Descriveva quel fratello un buono a niente, sfaccendato, mentre lui, il mio paziente, era attivissimo sia sul lavoro che in campo sociale. Non riusciva a raggiungere alcun obiettivo duraturo, ma ci provava in tutti i modi. Non aveva mai capito il perché della contraddizione tra quello che avrebbe voluto fare e quello che era riuscito a realizzare. Era alla ricerca costante di una gratificazione narcisistica là dov’era quasi impossibile trovarla: tra le persone bisognose d’aiuto.
La famiglia di lei invece era apparentemente normale: una di quelle che i vicini potevano descrivere come tranquilla, tutto sommato. La madre gestiva la casa, gestiva il suo uomo-bimbo e gestiva la figlia: tutto nello stesso modo. Aveva avuto anche un altro figlio, nato quando la bimba aveva circa tre anni, ma era di salute cagionevole ed era morto di meningite verso gli otto anni. Da quel momento si era chiusa in una depressione da cui non era mai uscita, senza rinunciare al suo ruolo di dux. Il padre era “chiuso” da sempre sicché in famiglia non si parlava e non si ascoltava. L’unica espressione vocale che la mia paziente ricordava erano le sbottate rare ma furiose del padre, fatte quasi sempre per futili motivi.
Questa breve descrizione è fatta solo per capire meglio che cosa l’inconscio di ognuno dei miei pazienti aveva trovato di necessario nell’altro.

══════

[COMPITI]
1) Secondo il brano, di che cosa era morto l'altro figlio della madre della paziente?
2) Trascrivi dal brano il tratto che va da "La famiglia di" fino a "di necessario nell’altro.".

[Voci del dataset archiviate]

══════

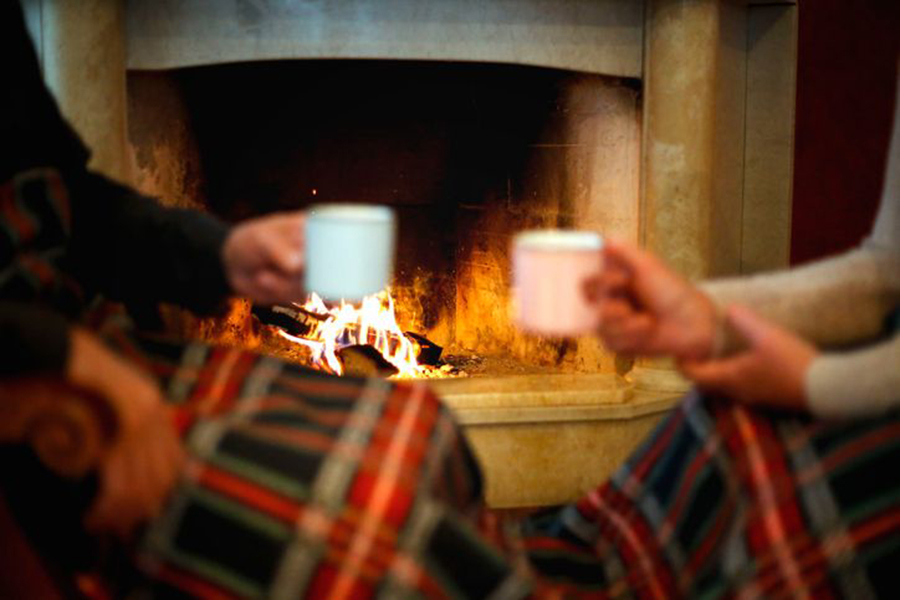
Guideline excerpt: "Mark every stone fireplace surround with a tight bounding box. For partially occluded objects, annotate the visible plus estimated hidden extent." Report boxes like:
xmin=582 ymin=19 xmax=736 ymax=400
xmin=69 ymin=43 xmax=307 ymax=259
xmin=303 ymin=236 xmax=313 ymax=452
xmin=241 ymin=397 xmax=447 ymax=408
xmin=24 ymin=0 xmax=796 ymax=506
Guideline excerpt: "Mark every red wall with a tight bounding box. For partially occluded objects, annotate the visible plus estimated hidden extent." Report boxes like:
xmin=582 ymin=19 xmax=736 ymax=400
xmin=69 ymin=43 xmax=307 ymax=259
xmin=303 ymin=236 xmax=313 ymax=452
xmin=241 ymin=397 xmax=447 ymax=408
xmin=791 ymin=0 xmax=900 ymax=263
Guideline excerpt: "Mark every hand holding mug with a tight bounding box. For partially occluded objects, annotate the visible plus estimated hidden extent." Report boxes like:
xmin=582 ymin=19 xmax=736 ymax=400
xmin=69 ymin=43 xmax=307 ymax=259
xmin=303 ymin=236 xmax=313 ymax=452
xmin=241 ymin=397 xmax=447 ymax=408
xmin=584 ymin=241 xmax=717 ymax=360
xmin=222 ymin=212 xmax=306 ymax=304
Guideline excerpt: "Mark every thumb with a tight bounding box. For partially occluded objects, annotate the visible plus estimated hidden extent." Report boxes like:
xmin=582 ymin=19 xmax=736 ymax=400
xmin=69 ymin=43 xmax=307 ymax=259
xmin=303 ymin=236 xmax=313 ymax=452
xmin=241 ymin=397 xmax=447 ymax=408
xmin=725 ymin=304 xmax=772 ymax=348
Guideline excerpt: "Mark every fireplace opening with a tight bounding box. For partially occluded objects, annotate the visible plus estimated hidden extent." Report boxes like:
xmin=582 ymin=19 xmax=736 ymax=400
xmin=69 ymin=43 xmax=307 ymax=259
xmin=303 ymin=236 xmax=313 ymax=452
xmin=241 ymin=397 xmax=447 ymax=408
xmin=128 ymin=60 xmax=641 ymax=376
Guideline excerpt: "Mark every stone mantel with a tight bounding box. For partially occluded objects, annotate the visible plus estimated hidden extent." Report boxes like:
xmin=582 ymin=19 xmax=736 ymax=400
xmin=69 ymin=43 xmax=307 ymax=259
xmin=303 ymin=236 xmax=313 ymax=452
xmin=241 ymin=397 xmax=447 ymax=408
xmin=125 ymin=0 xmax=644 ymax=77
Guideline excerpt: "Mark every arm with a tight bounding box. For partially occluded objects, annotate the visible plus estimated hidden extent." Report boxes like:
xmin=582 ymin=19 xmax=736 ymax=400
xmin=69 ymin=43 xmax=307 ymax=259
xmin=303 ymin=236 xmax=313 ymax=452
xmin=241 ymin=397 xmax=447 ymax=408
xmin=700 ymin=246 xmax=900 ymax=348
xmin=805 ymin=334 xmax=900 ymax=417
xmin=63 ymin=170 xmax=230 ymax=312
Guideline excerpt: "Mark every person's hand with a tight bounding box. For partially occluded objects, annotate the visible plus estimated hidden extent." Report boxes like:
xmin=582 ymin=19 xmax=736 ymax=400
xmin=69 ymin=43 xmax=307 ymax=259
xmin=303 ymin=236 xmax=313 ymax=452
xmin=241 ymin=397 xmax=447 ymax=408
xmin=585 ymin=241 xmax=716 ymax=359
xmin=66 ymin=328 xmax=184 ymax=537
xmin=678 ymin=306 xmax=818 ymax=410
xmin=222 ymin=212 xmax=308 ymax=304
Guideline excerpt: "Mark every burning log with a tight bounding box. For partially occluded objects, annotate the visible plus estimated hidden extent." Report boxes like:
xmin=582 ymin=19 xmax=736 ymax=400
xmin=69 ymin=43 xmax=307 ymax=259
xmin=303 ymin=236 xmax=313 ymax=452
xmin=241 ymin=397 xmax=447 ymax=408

══════

[RISULTATI DEI COMPITI]
1) Di meningite, verso gli otto anni.

2)
La famiglia di lei invece era apparentemente normale: una di quelle che i vicini potevano descrivere come tranquilla, tutto sommato. La madre gestiva la casa, gestiva il suo uomo-bimbo e gestiva la figlia: tutto nello stesso modo. Aveva avuto anche un altro figlio, nato quando la bimba aveva circa tre anni, ma era di salute cagionevole ed era morto di meningite verso gli otto anni. Da quel momento si era chiusa in una depressione da cui non era mai uscita, senza rinunciare al suo ruolo di dux. Il padre era “chiuso” da sempre sicché in famiglia non si parlava e non si ascoltava. L’unica espressione vocale che la mia paziente ricordava erano le sbottate rare ma furiose del padre, fatte quasi sempre per futili motivi.
Questa breve descrizione è fatta solo per capire meglio che cosa l’inconscio di ognuno dei miei pazienti aveva trovato di necessario nell’altro.